• [The data]
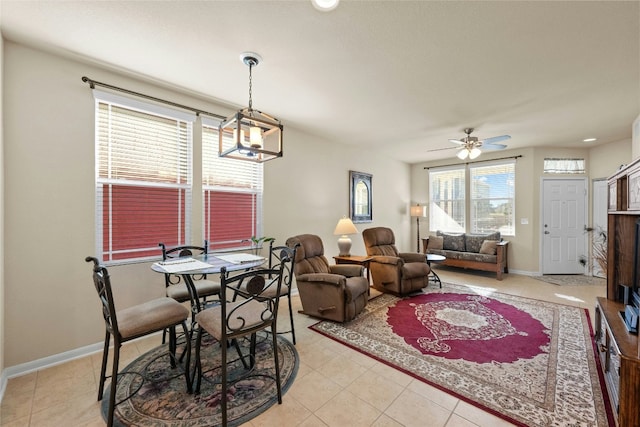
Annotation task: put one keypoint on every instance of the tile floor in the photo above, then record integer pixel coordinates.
(335, 386)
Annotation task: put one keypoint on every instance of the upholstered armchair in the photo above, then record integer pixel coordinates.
(393, 271)
(333, 292)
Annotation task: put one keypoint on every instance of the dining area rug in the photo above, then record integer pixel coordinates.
(527, 361)
(162, 398)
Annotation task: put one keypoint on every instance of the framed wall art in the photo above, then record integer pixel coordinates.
(360, 197)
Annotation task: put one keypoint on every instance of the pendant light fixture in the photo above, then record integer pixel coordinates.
(250, 134)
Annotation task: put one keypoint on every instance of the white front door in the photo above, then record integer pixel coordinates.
(599, 215)
(564, 207)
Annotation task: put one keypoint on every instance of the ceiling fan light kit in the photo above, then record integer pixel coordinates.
(470, 145)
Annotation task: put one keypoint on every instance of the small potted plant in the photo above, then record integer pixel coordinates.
(257, 242)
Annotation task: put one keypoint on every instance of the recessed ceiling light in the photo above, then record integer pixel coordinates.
(325, 5)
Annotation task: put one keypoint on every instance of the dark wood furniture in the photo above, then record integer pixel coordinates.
(619, 349)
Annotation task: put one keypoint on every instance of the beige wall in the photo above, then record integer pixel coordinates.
(524, 247)
(50, 304)
(2, 319)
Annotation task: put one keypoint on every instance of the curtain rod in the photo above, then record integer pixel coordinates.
(478, 161)
(94, 83)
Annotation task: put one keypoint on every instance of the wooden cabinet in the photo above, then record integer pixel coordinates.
(619, 350)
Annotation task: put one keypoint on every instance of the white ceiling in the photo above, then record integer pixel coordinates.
(398, 76)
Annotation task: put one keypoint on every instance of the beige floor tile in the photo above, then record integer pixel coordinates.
(342, 370)
(313, 390)
(436, 395)
(457, 421)
(290, 413)
(386, 421)
(312, 421)
(347, 409)
(411, 409)
(479, 417)
(376, 390)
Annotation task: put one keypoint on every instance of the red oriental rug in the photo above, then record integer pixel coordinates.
(529, 362)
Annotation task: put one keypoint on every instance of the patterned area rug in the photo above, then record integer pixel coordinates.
(571, 279)
(527, 361)
(162, 399)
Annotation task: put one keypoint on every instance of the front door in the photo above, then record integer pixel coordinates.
(564, 207)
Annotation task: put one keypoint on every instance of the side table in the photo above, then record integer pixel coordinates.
(435, 258)
(355, 259)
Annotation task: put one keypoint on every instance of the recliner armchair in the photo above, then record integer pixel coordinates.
(392, 271)
(333, 292)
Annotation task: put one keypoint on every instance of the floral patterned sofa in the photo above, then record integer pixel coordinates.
(486, 252)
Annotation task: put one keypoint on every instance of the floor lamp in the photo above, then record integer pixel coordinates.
(418, 212)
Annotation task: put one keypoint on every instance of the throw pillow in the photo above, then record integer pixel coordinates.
(488, 247)
(435, 242)
(453, 242)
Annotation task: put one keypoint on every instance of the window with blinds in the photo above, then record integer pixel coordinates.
(447, 196)
(492, 198)
(232, 192)
(143, 179)
(488, 206)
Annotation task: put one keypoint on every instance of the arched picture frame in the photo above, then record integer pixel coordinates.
(360, 197)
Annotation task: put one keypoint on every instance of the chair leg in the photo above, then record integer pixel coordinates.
(187, 363)
(103, 369)
(293, 331)
(274, 335)
(197, 371)
(114, 383)
(172, 346)
(223, 367)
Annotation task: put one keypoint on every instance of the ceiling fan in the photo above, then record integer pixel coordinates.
(470, 146)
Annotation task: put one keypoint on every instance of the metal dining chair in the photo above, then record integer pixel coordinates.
(244, 310)
(134, 322)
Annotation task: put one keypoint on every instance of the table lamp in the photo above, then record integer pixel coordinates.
(418, 212)
(343, 229)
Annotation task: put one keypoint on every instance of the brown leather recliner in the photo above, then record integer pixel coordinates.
(392, 271)
(333, 292)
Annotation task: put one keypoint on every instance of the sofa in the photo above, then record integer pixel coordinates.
(485, 252)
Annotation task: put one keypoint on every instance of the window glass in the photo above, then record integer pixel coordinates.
(143, 180)
(492, 198)
(564, 165)
(232, 191)
(447, 195)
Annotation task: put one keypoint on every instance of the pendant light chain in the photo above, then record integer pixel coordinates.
(250, 85)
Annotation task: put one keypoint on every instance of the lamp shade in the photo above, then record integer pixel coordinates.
(419, 211)
(345, 226)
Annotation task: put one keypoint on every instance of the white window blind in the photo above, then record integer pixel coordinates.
(143, 179)
(232, 191)
(492, 198)
(447, 197)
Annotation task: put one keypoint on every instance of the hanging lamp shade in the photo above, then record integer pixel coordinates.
(250, 134)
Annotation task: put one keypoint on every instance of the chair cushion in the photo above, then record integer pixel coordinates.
(473, 242)
(435, 242)
(241, 314)
(411, 270)
(205, 288)
(488, 247)
(453, 242)
(151, 316)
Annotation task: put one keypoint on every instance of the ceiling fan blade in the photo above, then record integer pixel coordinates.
(446, 148)
(496, 139)
(493, 146)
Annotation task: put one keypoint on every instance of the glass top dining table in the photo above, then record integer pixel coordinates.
(189, 266)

• [Exercise brief] Return every record above exactly as written, but drop the pictures.

• [Output of the exercise]
Annotation task: put one keypoint on every instance of the tile floor in the photo above, then record integer pixel coordinates.
(335, 386)
Annotation task: put one keypoint on every instance of the upholstered armchair in the photo above, then record integer pixel coordinates.
(393, 271)
(333, 292)
Annotation task: put one keypoint on every instance of the dining area rug in the photo above, then record integer pixel coordinates.
(527, 361)
(162, 398)
Annotation task: put one keypoint on every instance of the framed wall art in the photo above, then record integer pixel coordinates.
(360, 197)
Annotation task: put one keypoint on every instance of the pendant light fixture in the photo above, then record integer pixel coordinates.
(250, 134)
Annotation task: put one keypoint on every instance of the white front door in the photo above, then record integer pixel coordinates.
(599, 215)
(564, 207)
Annotation task: put one keypoint on every instance of the ceiling fan light kit in the photo above, then record integer pixel coordinates.
(470, 145)
Annotation task: put one keypoint on every instance of the small potted plant in the photo above, then record integer pixel coordinates.
(257, 242)
Annotation task: put one keypoint on every instance of the recessed ceiling light in the photo above, then record integer pixel coordinates.
(325, 5)
Annotation task: put one keypoint on every instance of the dark wood furniture in the photo above, then record integer pixel coordinates.
(619, 349)
Annotation task: put one keypoint on every instance of the beige wall in the photo above, then record integer pixel coordinates.
(524, 247)
(50, 304)
(2, 319)
Annotation task: put one keypoint on every instance of the curtain rod in the photo above, then record integer pixel coordinates.
(478, 161)
(94, 83)
Annotation task: put one keypoint on every instance of the wooden cabinet in the photo above, then record integer pixel coordinates.
(619, 350)
Annotation task: put one keypoint on every instance of the white ceiling in the photo above, then record integer pixel coordinates.
(398, 76)
Annotation task: put one keypoint on every instance of the beige floor tile in the photo above, then record integer pixel coordinates.
(342, 370)
(313, 390)
(436, 395)
(457, 421)
(290, 413)
(386, 421)
(312, 421)
(347, 409)
(411, 409)
(479, 417)
(376, 390)
Annotation task: put one keypoint on every instance of the red oriental rug in the photo above, then record integer pixel coordinates.
(529, 362)
Annotation task: put one keypoint on every instance of the patterned area rug in the photo above, then record integer pixel coordinates.
(571, 279)
(527, 361)
(162, 399)
Annotation task: put one keypoint on every instance of the front door in the photo above, then record integer pixel coordinates.
(564, 207)
Annotation task: put one keypoint on every instance of the side table in the photo above, then record integer pixel coordinates.
(435, 258)
(355, 259)
Annotation task: put one keypoint on every instance of the recliner armchair in the photo above, then record integer pixel coordinates.
(392, 271)
(333, 292)
Annotation task: put one keypoint on every instance of the floral patterned sofa in the photo above, then record integer pixel coordinates.
(486, 252)
Annotation task: put one keypoint on every instance of the floor lamp in the photo above, then record integer pixel coordinates.
(418, 212)
Annotation task: put one keypoint on every instance of the throw pillow in the photo above, then record integer pixel coordinates.
(488, 247)
(435, 242)
(453, 242)
Annotation task: put one keypoint on every instance of the window with blinds in the photo above, then record integer pixel coordinates.
(447, 196)
(492, 198)
(232, 192)
(143, 179)
(488, 206)
Annotation task: put one keypoint on every instance of the arched picture frame in the photo above, then record integer pixel coordinates.
(360, 197)
Annotation task: put one keypoint on every instance of the chair leg in the photo above, then record integer pixel coordinates.
(187, 363)
(103, 369)
(293, 331)
(274, 335)
(197, 371)
(114, 383)
(172, 346)
(223, 367)
Annotation task: put one keypoint on every instance of the ceiling fan in the photo above, then record integer pixel coordinates.
(470, 146)
Annotation task: put one keypoint on every instance of the metal dining chair in the photo above, then record integer pixel coordinates.
(244, 310)
(134, 322)
Annotation task: put one keypoint on every instance of the table lamp in the photo above, then record integer pixel coordinates.
(418, 212)
(343, 229)
Annotation task: put one keypoint on every instance of the brown leather recliner in the photo above, then record integer pixel coordinates.
(392, 271)
(333, 292)
Annotation task: put one keypoint on every instance of the sofa in the photo above, then record integer pixel coordinates.
(485, 252)
Annotation task: put one keypoint on every instance of the window glass in the photo above, then record integer pixel coordinates.
(143, 180)
(492, 198)
(564, 165)
(232, 191)
(447, 195)
Annotation task: put one keypoint on every instance of the pendant light chain in the photo above, then record integer pixel coordinates.
(250, 85)
Annotation task: put one keypoint on every instance of the lamp shade in the photo above, then record integer pixel coordinates.
(419, 211)
(345, 226)
Annotation task: put one keypoint on every instance of the white window blind in the photo above, then record integer pixel coordinates.
(143, 179)
(232, 191)
(492, 198)
(447, 197)
Annotation task: put one keypoint on every instance of the hanging lamp shade in the photo above, then record integer pixel coordinates.
(250, 134)
Annotation task: put one keypoint on every instance of the chair cushion in the photo above, then record integer pixel coordinates.
(473, 242)
(435, 242)
(241, 314)
(411, 270)
(205, 288)
(488, 247)
(453, 242)
(151, 316)
Annotation task: put one keypoint on every instance of the ceiling fan blade in the photo above, then record integer pixel coordinates.
(446, 148)
(496, 139)
(493, 146)
Annotation task: put one keypoint on every instance of the glass top dining table in the photo above, then record integer pixel coordinates.
(189, 266)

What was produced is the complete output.